Work to complete:
Reproduce exactly the lines of the listing from the one containing "the bicycle saddle" to its final line, both included.
======== Data for review
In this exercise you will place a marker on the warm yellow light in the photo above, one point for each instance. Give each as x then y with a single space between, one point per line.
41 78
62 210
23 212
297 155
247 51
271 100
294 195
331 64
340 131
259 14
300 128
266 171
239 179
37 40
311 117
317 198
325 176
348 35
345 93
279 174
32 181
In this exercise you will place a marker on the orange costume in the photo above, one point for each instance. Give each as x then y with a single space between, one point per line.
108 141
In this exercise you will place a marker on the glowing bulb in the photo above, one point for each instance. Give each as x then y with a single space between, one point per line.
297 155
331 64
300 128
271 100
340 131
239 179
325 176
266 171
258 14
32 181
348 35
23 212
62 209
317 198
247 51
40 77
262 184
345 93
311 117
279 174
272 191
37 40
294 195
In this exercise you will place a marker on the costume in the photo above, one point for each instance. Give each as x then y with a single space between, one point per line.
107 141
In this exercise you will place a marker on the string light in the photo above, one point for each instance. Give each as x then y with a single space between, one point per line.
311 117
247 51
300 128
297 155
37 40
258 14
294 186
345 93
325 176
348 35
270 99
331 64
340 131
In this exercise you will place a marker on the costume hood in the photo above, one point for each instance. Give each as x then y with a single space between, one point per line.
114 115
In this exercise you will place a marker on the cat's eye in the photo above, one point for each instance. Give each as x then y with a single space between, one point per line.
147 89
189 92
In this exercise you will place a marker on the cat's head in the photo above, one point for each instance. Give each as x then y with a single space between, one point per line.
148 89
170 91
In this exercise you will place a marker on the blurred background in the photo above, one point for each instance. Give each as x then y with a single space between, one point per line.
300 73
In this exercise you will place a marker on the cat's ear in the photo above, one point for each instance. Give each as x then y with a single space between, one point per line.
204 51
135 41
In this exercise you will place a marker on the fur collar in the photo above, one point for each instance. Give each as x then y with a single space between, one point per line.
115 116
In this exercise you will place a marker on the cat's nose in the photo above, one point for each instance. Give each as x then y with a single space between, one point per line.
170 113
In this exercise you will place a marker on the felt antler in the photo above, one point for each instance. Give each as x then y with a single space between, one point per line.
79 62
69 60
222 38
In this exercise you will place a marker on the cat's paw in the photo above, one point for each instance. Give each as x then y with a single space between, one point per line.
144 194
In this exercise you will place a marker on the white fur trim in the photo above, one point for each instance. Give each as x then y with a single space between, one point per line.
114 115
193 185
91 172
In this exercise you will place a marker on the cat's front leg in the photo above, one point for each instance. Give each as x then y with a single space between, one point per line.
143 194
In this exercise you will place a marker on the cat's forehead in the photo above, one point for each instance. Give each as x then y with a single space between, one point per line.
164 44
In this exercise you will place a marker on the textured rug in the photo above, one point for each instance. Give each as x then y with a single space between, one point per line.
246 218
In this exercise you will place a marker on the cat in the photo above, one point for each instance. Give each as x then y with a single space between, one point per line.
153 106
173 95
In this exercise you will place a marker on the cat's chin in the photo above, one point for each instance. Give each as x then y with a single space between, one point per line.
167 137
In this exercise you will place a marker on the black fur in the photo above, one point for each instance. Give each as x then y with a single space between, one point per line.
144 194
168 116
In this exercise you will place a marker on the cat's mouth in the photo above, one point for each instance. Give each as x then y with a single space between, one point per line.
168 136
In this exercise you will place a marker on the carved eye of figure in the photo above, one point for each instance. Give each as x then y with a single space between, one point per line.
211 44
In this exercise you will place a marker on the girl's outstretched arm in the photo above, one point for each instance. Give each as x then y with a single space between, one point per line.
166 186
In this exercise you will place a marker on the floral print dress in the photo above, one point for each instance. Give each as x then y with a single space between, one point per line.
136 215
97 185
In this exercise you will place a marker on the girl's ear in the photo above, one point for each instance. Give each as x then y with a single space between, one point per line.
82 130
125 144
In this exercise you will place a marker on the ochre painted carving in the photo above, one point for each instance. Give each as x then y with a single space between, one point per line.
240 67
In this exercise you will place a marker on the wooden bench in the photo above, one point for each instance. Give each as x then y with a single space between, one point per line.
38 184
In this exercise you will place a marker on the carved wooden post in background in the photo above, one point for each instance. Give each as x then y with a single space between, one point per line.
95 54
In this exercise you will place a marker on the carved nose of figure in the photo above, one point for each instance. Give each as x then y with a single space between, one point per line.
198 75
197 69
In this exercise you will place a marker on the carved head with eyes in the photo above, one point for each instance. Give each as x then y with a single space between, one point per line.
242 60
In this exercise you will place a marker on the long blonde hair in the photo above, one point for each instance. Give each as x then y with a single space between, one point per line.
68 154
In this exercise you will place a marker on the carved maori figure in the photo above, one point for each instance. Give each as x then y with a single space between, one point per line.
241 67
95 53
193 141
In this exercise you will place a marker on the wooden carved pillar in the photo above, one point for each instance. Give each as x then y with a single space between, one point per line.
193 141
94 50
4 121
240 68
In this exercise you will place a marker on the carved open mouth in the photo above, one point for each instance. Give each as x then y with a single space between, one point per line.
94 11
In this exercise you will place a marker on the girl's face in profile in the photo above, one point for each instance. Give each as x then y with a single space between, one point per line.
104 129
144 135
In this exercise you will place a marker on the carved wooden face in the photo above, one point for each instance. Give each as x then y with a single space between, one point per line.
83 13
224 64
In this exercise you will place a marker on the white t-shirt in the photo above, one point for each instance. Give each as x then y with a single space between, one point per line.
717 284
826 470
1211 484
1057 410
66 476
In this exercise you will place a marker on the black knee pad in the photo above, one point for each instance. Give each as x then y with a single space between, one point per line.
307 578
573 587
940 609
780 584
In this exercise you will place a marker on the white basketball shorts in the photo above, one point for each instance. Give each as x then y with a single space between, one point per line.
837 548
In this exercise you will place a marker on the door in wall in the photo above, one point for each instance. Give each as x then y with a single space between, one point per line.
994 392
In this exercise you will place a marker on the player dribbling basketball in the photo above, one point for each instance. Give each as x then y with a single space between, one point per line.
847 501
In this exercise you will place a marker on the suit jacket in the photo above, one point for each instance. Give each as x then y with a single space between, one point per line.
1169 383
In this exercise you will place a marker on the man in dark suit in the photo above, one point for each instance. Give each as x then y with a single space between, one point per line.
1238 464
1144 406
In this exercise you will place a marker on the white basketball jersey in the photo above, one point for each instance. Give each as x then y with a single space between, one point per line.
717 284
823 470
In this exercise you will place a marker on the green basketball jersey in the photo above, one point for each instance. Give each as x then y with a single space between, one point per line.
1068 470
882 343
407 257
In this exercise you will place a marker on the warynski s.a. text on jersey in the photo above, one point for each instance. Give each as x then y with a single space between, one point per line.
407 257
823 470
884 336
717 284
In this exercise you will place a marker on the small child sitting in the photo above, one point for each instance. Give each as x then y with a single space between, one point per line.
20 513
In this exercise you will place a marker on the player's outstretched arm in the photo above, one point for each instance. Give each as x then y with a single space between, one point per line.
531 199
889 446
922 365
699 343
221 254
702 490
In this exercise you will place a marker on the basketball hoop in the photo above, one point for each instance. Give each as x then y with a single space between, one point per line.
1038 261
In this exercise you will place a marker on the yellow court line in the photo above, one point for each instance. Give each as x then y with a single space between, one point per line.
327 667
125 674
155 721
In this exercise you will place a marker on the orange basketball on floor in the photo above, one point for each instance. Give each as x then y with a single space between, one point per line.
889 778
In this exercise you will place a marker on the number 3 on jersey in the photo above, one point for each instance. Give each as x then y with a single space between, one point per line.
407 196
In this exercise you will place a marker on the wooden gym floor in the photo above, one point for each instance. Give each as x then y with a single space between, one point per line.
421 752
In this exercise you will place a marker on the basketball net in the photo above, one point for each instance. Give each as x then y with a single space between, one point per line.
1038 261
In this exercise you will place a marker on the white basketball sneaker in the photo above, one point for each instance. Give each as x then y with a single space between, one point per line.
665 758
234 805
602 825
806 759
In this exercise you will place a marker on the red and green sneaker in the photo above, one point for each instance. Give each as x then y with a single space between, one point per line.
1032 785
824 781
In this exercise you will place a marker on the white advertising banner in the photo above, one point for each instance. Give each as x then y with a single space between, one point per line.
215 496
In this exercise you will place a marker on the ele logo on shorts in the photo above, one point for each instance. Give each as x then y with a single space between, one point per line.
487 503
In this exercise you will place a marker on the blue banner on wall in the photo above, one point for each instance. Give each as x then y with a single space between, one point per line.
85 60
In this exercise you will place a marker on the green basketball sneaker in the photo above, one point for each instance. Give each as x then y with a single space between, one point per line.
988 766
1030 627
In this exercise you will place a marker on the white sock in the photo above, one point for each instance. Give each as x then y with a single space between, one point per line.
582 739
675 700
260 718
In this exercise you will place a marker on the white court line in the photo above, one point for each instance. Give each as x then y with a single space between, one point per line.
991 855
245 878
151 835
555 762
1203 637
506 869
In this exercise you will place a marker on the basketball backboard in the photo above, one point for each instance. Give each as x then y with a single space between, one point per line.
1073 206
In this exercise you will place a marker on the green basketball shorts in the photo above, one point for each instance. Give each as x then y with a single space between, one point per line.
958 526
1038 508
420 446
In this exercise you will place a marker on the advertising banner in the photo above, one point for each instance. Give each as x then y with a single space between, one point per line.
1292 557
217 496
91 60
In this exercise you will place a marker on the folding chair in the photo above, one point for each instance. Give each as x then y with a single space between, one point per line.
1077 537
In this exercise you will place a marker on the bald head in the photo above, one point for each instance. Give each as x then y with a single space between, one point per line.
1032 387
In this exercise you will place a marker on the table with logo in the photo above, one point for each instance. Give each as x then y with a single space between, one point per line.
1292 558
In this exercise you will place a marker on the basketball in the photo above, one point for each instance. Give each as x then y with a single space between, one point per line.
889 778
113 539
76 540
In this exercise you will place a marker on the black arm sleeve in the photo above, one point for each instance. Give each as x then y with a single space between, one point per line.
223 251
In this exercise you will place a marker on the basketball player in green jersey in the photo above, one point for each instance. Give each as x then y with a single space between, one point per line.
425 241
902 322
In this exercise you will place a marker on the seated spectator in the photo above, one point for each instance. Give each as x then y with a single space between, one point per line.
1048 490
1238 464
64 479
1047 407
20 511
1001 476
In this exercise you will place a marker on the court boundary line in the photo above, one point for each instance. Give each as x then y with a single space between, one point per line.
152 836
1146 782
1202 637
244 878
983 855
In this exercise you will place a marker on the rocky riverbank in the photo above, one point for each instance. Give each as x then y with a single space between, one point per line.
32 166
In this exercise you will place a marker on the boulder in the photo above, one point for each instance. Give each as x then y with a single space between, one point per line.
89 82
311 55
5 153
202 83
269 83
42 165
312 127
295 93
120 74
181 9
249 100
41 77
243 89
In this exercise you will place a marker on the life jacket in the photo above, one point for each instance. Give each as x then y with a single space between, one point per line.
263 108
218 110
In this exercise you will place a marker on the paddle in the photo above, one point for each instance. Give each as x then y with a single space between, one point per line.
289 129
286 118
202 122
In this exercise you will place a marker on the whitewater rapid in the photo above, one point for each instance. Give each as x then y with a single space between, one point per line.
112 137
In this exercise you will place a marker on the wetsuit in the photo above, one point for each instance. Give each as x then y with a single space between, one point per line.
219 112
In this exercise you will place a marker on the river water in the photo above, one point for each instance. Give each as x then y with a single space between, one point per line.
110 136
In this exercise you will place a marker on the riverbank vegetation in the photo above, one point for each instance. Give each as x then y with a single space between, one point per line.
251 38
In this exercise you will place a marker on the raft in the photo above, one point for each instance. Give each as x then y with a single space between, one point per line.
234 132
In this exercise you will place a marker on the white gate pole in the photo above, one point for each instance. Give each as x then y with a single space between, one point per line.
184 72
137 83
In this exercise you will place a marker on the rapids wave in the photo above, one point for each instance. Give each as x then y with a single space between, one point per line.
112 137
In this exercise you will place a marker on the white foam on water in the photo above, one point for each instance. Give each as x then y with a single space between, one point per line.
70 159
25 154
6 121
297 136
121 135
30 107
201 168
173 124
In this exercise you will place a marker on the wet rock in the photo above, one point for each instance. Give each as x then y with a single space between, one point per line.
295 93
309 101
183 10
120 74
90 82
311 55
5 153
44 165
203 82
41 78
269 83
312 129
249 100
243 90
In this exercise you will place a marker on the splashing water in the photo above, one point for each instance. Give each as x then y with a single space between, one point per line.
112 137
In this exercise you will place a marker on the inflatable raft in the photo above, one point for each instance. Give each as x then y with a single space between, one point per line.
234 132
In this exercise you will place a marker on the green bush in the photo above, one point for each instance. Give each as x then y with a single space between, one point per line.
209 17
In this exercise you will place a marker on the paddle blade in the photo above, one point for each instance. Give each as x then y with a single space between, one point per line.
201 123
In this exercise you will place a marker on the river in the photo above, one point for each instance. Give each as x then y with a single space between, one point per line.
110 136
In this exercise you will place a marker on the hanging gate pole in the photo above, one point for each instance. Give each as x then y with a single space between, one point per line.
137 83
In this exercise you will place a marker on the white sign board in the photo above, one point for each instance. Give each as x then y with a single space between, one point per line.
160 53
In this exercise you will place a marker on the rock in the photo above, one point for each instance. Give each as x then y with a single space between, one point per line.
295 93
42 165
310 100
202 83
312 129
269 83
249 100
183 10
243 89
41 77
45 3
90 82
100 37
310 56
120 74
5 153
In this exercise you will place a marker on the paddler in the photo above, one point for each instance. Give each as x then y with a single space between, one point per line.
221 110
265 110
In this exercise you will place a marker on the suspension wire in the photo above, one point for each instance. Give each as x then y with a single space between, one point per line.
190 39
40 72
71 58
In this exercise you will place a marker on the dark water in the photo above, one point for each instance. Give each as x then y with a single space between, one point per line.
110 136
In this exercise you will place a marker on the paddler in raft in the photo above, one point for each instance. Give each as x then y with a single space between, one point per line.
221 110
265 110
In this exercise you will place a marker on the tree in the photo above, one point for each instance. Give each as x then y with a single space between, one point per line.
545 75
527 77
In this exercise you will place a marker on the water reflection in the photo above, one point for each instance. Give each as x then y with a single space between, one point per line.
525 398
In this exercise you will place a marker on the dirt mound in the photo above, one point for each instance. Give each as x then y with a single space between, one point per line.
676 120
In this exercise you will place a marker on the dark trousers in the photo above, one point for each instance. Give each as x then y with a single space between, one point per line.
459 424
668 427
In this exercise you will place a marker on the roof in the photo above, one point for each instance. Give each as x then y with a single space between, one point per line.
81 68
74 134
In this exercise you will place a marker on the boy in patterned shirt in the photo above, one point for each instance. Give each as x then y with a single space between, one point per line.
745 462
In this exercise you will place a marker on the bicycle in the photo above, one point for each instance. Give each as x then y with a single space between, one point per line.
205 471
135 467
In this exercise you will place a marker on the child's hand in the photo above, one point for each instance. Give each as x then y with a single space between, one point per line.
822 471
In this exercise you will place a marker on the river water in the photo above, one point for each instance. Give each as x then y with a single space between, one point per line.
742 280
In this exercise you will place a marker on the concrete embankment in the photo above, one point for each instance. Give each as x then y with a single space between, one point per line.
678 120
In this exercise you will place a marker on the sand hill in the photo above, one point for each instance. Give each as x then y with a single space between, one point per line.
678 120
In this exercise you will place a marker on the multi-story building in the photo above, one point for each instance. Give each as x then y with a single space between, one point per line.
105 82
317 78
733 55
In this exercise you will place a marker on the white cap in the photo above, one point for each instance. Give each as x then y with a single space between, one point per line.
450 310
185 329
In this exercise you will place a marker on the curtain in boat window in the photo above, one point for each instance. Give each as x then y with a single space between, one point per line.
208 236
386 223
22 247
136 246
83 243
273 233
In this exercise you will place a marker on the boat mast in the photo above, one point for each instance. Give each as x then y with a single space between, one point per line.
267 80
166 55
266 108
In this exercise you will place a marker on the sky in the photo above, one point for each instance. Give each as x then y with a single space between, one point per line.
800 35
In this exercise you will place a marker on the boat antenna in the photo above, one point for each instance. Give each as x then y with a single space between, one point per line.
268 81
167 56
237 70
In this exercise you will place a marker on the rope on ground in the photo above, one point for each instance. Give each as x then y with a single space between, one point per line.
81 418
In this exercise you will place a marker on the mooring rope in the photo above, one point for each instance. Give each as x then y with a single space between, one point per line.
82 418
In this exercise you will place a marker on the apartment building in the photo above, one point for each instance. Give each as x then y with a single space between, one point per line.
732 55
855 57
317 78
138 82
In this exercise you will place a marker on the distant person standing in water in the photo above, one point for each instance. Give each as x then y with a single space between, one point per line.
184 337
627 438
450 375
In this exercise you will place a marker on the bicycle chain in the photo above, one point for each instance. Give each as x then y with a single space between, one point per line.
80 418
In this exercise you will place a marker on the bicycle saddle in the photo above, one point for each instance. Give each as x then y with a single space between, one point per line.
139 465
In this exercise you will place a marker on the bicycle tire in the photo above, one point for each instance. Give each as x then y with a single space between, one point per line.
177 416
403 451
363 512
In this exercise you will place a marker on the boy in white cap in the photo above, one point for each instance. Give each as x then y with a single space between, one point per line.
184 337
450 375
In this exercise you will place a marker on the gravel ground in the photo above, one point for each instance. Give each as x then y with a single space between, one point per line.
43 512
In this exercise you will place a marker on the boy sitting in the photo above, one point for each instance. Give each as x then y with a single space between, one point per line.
================
Output below:
In this exercise you will place a marker on the bicycle saddle in the photo above, one point for each instance. Give each as x then y with a single space between, one point per line.
139 465
In this exercise you will place a marker on the bicycle tire in the photo above, one point for each instance. Give each as x then y with a single space between, one point per line.
177 416
403 451
363 512
In this exercise you will place a marker on the boy in white cap in the photo above, one point for each instance. Give each as x then y with a single space between, one point per line.
184 337
450 375
In this exercise you will place a marker on the gravel ground in the photo above, one point for each instance. Give each as x then y with a single space between, one point per line.
43 512
In this exercise you will place a marker on the boy sitting in the photo above, one point for each instance. Give each as x then y with a single space between, one point per line.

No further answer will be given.